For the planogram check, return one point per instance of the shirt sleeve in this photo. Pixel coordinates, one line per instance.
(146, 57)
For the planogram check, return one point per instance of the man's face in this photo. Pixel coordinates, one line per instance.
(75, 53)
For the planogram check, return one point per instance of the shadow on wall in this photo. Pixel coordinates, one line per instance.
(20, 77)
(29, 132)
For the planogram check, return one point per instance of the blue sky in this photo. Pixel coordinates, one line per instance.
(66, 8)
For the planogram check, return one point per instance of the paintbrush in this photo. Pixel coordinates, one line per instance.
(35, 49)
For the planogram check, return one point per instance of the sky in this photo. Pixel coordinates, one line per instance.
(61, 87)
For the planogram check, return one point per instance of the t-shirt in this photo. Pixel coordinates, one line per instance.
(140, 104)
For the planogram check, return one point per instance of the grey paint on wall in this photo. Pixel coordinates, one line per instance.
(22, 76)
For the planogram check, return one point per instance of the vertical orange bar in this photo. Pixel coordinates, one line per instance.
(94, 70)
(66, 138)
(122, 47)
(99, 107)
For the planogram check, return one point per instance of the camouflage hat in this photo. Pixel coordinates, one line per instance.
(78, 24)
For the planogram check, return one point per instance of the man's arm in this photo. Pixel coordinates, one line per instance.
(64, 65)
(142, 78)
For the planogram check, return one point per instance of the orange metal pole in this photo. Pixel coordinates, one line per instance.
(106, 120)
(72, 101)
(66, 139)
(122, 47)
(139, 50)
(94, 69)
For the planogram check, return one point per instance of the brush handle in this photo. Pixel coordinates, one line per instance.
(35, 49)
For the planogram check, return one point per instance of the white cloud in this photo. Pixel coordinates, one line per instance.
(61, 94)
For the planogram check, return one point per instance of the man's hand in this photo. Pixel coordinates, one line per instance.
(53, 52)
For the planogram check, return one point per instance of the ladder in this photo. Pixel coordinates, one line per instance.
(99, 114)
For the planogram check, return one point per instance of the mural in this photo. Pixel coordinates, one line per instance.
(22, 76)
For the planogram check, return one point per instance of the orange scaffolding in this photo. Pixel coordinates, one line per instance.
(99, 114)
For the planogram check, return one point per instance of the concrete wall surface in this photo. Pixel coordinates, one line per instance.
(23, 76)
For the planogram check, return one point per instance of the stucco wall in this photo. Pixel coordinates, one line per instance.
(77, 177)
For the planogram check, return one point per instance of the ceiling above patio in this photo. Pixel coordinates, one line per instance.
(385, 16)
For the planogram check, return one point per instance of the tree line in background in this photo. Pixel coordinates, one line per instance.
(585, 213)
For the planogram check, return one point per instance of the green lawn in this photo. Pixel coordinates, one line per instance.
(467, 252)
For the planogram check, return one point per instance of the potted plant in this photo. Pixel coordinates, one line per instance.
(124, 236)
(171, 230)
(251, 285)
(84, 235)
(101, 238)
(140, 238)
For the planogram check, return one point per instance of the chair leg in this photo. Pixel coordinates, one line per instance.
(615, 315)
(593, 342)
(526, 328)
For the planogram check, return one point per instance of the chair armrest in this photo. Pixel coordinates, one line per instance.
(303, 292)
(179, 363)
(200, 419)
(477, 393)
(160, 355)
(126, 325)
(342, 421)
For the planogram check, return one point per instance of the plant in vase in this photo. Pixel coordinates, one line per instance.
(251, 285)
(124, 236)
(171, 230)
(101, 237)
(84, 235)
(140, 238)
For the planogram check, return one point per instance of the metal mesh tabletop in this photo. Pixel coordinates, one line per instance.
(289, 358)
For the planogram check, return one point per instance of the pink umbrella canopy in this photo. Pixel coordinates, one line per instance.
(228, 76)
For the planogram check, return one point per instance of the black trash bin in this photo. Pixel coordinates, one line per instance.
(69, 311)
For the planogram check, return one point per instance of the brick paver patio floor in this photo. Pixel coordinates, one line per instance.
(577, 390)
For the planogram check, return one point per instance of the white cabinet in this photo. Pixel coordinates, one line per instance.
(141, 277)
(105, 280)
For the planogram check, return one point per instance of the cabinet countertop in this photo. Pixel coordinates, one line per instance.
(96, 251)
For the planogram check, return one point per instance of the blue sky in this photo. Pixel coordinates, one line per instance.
····················
Every entry above should be written out again, precisely.

_Output for this exercise_
For the planogram check, return one point per instance of the shirt sleeve in this photo. Pixel coordinates, one line per instance.
(146, 57)
For the planogram check, return one point per instance of the man's face in this photo. Pixel coordinates, one line per instance.
(75, 53)
For the planogram check, return one point per instance of the shadow on wall in this photo. Pixel coordinates, one line per instance.
(20, 77)
(29, 132)
For the planogram check, return one point per instance of the blue sky in this photo. Pixel coordinates, one line per instance.
(66, 8)
For the planogram check, return one point per instance of the paintbrush in this photo. Pixel coordinates, one line per instance.
(35, 49)
For the planogram check, return one point per instance of the sky in this photo. Pixel coordinates, one line per instance.
(61, 87)
For the planogram check, return one point per instance of the t-shirt in this photo. Pixel coordinates, one line per instance.
(140, 104)
For the planogram check, return one point per instance of the grey paint on wall in this photo. Pixel coordinates, one line per instance.
(22, 76)
For the planogram check, return one point per instance of the vertical orange bar in this photo. Pixel coordinates, one line per instance.
(94, 70)
(66, 138)
(122, 47)
(99, 107)
For the planogram check, return one point per instance of the camouflage hat in this photo. Pixel coordinates, one line per instance.
(78, 24)
For the planogram check, return one point per instance of the man's arm in this photo. Pixel coordinates, one line per instance.
(64, 65)
(142, 78)
For the planogram check, return one point per instance of the orange metal pole in this photo. Pixel coordinates, one line per instance.
(106, 120)
(72, 101)
(66, 139)
(122, 47)
(139, 50)
(94, 69)
For the planogram check, return one point per instance of the brush handle in this photo. Pixel coordinates, one line per instance.
(35, 49)
For the planogram check, return one point per instance of the white cloud in this photo. Pixel coordinates, one line per instance.
(61, 94)
For the planogram check, return one point per instance of the man's hand in this photo. Pixel coordinates, one line per instance.
(53, 52)
For the planogram check, return one point per instance of the ladder in this photo. Pixel coordinates, one line per instance.
(99, 114)
For the planogram check, return one point per instance of the mural in this photo. Pixel coordinates, one line per instance.
(22, 76)
For the planogram check, return one point per instance of the orange scaffolding in this photo. Pixel coordinates, one line per instance.
(99, 114)
For the planogram check, return one point per instance of the concrete wall surface in this photo. Pixel coordinates, one line per instance.
(23, 76)
For the planogram check, return one point per instance of the stucco wall in this photo. Pixel coordinates, one line per instance.
(77, 177)
For the planogram check, return one point per instance of the ceiling above patio in this photo. Pixel coordinates, one line per instance.
(385, 16)
For the planogram check, return one point per instance of the tree line in background in this photo. Pixel coordinates, one line per instance.
(585, 213)
For the planogram check, return one point per instance of the green lawn in this photo. Pixel coordinates, one line per instance.
(467, 252)
For the planogram check, return one point per instance of the potted plant in this photo. Pixel coordinates, one line per instance.
(124, 236)
(171, 230)
(251, 285)
(84, 235)
(101, 238)
(140, 238)
For the planogram check, return one point per instance of the chair leg in this photo. Pixel coordinates, one line per instance.
(615, 315)
(593, 342)
(526, 328)
For the planogram check, return one point per instance of the chair armrest in this photo. Pixel coordinates, one line per instance.
(303, 292)
(179, 363)
(200, 419)
(477, 393)
(160, 355)
(126, 325)
(342, 421)
For the planogram check, return one point per instance of the plant in vase in this photo. Pixel coordinates, one line per instance.
(251, 285)
(124, 236)
(171, 230)
(101, 237)
(84, 235)
(140, 238)
For the planogram check, return one point per instance of the metal mesh tabletop in this photo. Pixel coordinates, one line per instance.
(289, 358)
For the planogram check, return one point per instance of the pink umbrella canopy in this photo. Pixel coordinates, one line per instance.
(228, 76)
For the planogram check, return one point per instance of the black trash bin in this photo. Pixel coordinates, one line per instance.
(69, 311)
For the planogram check, return one point per instance of the brick paver patio floor in this photo. Pixel coordinates, one line per instance.
(577, 390)
For the planogram check, return one point per instance of the white cabinet in this photo. Pixel coordinates, one line per instance.
(141, 277)
(105, 280)
For the planogram check, return one point per instance of the cabinet countertop in this photo. Pixel coordinates, one line per instance.
(96, 251)
For the planogram check, return one point per instance of the blue sky in this photo. Pixel coordinates, one line per instance.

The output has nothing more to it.